Exercise requirements ::
Beneath this sentence is a set of records; write each of them out exactly.

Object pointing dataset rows

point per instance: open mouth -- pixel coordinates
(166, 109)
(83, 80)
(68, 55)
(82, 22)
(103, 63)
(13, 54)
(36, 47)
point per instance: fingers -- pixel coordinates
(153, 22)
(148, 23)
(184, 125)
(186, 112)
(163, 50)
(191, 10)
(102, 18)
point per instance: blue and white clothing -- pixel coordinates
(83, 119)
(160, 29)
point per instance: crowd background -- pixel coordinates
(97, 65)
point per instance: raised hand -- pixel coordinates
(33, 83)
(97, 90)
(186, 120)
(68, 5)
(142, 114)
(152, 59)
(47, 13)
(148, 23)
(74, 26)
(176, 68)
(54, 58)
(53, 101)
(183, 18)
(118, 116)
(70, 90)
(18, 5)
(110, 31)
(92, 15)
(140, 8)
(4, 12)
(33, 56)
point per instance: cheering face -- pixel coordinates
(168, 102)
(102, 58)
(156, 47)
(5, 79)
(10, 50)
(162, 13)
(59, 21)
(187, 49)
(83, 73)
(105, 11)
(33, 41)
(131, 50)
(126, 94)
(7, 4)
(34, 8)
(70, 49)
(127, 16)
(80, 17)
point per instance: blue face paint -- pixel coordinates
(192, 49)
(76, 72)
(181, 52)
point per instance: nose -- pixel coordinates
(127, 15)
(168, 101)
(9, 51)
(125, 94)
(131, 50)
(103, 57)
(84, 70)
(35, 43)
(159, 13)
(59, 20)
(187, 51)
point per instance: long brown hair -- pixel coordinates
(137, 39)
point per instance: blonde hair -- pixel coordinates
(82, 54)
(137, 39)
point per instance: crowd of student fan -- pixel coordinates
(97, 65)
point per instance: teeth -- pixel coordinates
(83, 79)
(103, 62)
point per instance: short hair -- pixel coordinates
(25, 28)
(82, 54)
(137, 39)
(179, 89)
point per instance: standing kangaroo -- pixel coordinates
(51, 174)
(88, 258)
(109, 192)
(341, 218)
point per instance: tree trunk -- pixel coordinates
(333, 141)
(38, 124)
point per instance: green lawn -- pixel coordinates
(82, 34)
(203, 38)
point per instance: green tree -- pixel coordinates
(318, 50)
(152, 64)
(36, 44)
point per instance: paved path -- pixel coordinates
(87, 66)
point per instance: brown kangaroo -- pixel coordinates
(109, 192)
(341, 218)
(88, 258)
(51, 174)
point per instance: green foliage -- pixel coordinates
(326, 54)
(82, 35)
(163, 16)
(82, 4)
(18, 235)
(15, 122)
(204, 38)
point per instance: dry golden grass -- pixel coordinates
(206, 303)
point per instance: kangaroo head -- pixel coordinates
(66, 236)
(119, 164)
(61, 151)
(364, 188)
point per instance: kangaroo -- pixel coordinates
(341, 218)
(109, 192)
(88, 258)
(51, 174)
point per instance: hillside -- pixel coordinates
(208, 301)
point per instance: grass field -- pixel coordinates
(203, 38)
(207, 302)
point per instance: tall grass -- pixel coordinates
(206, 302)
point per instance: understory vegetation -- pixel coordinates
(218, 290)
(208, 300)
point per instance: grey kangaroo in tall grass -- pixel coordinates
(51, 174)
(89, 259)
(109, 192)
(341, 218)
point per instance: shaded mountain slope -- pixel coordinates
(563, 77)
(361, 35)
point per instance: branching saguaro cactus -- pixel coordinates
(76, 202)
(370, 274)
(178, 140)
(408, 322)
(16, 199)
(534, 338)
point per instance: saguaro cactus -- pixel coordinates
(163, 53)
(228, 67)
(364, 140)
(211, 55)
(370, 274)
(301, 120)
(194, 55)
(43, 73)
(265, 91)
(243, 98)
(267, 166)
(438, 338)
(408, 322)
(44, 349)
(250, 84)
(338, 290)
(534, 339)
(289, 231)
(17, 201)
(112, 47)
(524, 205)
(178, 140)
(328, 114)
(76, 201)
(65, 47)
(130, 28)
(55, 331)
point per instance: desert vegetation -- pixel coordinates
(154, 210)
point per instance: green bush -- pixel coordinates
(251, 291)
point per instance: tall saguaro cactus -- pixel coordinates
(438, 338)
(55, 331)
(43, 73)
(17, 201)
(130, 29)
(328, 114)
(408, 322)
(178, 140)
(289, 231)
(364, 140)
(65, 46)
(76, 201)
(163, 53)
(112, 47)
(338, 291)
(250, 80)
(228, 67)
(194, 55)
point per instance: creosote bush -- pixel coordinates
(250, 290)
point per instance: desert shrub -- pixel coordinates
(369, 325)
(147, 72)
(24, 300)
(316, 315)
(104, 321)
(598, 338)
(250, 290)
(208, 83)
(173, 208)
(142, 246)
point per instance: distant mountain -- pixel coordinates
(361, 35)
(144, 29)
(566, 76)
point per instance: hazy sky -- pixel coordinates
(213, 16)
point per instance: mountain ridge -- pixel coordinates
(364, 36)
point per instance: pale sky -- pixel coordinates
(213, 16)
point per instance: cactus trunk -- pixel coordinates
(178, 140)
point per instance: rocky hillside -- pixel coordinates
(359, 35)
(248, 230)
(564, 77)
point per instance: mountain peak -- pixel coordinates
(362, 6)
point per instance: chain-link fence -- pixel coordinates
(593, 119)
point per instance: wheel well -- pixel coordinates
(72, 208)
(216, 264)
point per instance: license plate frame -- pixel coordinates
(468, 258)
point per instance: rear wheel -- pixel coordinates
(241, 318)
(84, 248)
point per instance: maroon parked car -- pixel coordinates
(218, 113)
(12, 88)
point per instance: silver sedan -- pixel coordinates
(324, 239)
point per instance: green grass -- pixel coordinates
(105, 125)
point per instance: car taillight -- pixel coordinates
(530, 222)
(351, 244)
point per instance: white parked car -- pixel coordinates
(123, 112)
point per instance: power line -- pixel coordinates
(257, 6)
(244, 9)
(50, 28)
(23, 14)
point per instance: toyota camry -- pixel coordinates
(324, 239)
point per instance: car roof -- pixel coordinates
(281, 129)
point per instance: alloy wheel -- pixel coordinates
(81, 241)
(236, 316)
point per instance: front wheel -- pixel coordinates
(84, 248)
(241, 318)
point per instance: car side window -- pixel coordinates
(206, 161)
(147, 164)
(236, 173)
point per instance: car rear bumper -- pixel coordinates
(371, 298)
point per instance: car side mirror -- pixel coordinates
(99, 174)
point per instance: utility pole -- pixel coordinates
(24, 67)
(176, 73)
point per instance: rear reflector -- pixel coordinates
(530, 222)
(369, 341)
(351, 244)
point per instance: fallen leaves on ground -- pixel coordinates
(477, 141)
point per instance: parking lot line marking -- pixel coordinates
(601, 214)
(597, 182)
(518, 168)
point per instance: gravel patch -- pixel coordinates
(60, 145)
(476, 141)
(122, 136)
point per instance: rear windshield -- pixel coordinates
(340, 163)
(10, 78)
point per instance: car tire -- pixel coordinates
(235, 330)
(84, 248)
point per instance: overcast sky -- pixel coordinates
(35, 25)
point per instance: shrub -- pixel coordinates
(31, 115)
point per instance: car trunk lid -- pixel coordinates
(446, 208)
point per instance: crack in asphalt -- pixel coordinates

Finished task ::
point per instance: open mouth -- pixel coordinates
(166, 109)
(83, 80)
(68, 55)
(82, 22)
(103, 63)
(13, 54)
(36, 47)
point per instance: fingers -- pixel coordinates
(153, 22)
(148, 23)
(184, 125)
(186, 112)
(163, 50)
(191, 10)
(102, 18)
point per instance: blue and white clothing -- pixel coordinates
(83, 119)
(160, 29)
point per instance: crowd background -- pixel coordinates
(97, 65)
point per instance: raised hand -- pixel coordinates
(33, 83)
(97, 90)
(186, 120)
(68, 5)
(142, 114)
(152, 59)
(47, 13)
(148, 23)
(74, 26)
(176, 68)
(54, 58)
(53, 101)
(183, 18)
(118, 116)
(70, 90)
(18, 5)
(110, 31)
(92, 15)
(140, 8)
(4, 12)
(33, 56)
point per instance: cheering face -- pixel coordinates
(168, 102)
(102, 58)
(156, 47)
(5, 79)
(10, 50)
(162, 13)
(59, 21)
(187, 49)
(83, 73)
(105, 11)
(33, 41)
(131, 50)
(126, 94)
(7, 4)
(34, 8)
(70, 49)
(127, 16)
(80, 17)
point per instance: blue face paint -- pixel coordinates
(192, 49)
(76, 72)
(181, 52)
point per instance: nose -- pixel coordinates
(127, 15)
(168, 101)
(9, 51)
(125, 94)
(131, 50)
(103, 57)
(84, 70)
(35, 43)
(159, 13)
(59, 20)
(187, 51)
point per instance: long brown hair -- pixel coordinates
(137, 39)
point per instance: blonde hair -- pixel coordinates
(82, 54)
(137, 39)
point per instance: crowd of student fan -- pixel coordinates
(97, 65)
point per instance: teeth -- pixel coordinates
(83, 79)
(103, 62)
point per instance: short hair -- pixel coordinates
(25, 28)
(82, 54)
(137, 39)
(179, 89)
point per instance: standing kangaroo -- pixel coordinates
(51, 174)
(88, 258)
(109, 192)
(341, 218)
point per instance: tree trunk -- pixel coordinates
(333, 141)
(38, 124)
point per instance: green lawn -- pixel coordinates
(82, 34)
(203, 38)
point per instance: green tree -- pixel coordinates
(318, 50)
(152, 64)
(36, 44)
point per instance: paved path -- pixel coordinates
(87, 66)
point per instance: brown kangaroo -- pixel coordinates
(109, 192)
(341, 218)
(88, 258)
(51, 174)
point per instance: green foliage -- pixel coordinates
(326, 54)
(82, 35)
(163, 16)
(82, 4)
(18, 235)
(15, 122)
(204, 38)
point per instance: dry golden grass -- pixel coordinates
(206, 303)
point per instance: kangaroo head -- pixel coordinates
(66, 236)
(119, 164)
(61, 151)
(364, 188)
point per instance: kangaroo -- pixel coordinates
(341, 218)
(109, 192)
(88, 258)
(51, 174)
point per instance: hillside -- pixel coordinates
(208, 301)
point per instance: grass field -- pixel coordinates
(203, 38)
(207, 302)
point per instance: tall grass -- pixel coordinates
(206, 302)
point per instance: understory vegetation -- pixel coordinates
(218, 290)
(208, 300)
point per instance: grey kangaroo in tall grass -- pixel coordinates
(51, 174)
(89, 259)
(109, 192)
(341, 218)
point per instance: shaded mountain slope -- pixel coordinates
(563, 77)
(361, 35)
point per instance: branching saguaro cactus -- pixel coordinates
(76, 202)
(370, 274)
(178, 140)
(408, 322)
(16, 199)
(534, 338)
point per instance: saguaro cactus -- pixel coordinates
(163, 53)
(228, 67)
(364, 140)
(211, 55)
(370, 274)
(301, 120)
(194, 55)
(43, 73)
(265, 91)
(243, 98)
(267, 166)
(438, 338)
(408, 322)
(44, 349)
(250, 84)
(338, 290)
(534, 339)
(289, 231)
(17, 201)
(112, 47)
(524, 205)
(178, 140)
(328, 114)
(76, 201)
(65, 47)
(130, 28)
(55, 331)
point per instance: desert vegetation -- pixel coordinates
(154, 210)
point per instance: green bush -- pixel coordinates
(251, 291)
point per instance: tall saguaro cactus -- pixel coordinates
(438, 338)
(55, 331)
(43, 73)
(17, 201)
(130, 29)
(328, 114)
(408, 322)
(178, 140)
(289, 231)
(364, 140)
(65, 46)
(76, 201)
(163, 53)
(112, 47)
(338, 291)
(250, 80)
(228, 67)
(194, 55)
point per instance: creosote bush -- pixel coordinates
(250, 290)
point per instance: desert shrub -- pixel coordinates
(369, 325)
(147, 72)
(24, 300)
(316, 315)
(104, 321)
(598, 338)
(250, 290)
(208, 83)
(173, 208)
(142, 246)
point per instance: distant mountain -- pixel coordinates
(361, 35)
(144, 29)
(566, 76)
point per instance: hazy sky -- pixel coordinates
(213, 16)
point per instance: mountain ridge -- pixel coordinates
(364, 36)
point per instance: pale sky -- pixel coordinates
(213, 16)
point per instance: cactus trunk -- pixel coordinates
(178, 140)
point per instance: rocky hillside -- pixel coordinates
(359, 35)
(248, 230)
(564, 77)
point per instance: mountain peak -- pixel coordinates
(362, 6)
point per instance: chain-link fence -- pixel coordinates
(593, 119)
point per instance: wheel well -- pixel coordinates
(72, 208)
(216, 264)
point per instance: license plate frame -- pixel coordinates
(468, 258)
point per instance: rear wheel -- pixel coordinates
(241, 318)
(84, 248)
point per instance: maroon parked car -- pixel coordinates
(218, 113)
(12, 88)
point per instance: silver sedan -- pixel coordinates
(324, 239)
point per instance: green grass -- pixel coordinates
(105, 125)
point per instance: car taillight -- pixel coordinates
(530, 222)
(351, 244)
point per instance: white parked car -- pixel coordinates
(123, 112)
point per instance: power line -- pixel coordinates
(257, 6)
(244, 9)
(50, 28)
(23, 14)
point per instance: toyota camry -- pixel coordinates
(324, 239)
point per instance: car roof -- pixel coordinates
(281, 129)
point per instance: alloy wheel -- pixel coordinates
(81, 241)
(236, 316)
point per instance: front wheel -- pixel coordinates
(84, 248)
(241, 318)
point per instance: car side window -- pixel coordinates
(206, 161)
(147, 164)
(236, 173)
point per instance: car rear bumper -- pixel coordinates
(371, 298)
point per instance: car side mirror -- pixel coordinates
(99, 174)
point per instance: utility pole -- pixel coordinates
(24, 67)
(176, 73)
point per instance: rear reflector -- pixel coordinates
(530, 222)
(369, 341)
(351, 244)
point per instance: fallen leaves on ground -- pixel coordinates
(477, 141)
point per instance: parking lot line marking -- pixel coordinates
(601, 214)
(597, 182)
(518, 168)
point per instance: gravel patch -- pixel coordinates
(60, 145)
(476, 141)
(122, 136)
point per instance: rear windshield -- pixel coordinates
(340, 163)
(10, 78)
point per instance: car tire -- pixel coordinates
(235, 330)
(84, 248)
point per instance: overcast sky -- pixel coordinates
(35, 25)
point per instance: shrub -- pixel coordinates
(31, 115)
point per instance: car trunk lid -- pixel coordinates
(446, 208)
point per instance: crack in asphalt -- pixel coordinates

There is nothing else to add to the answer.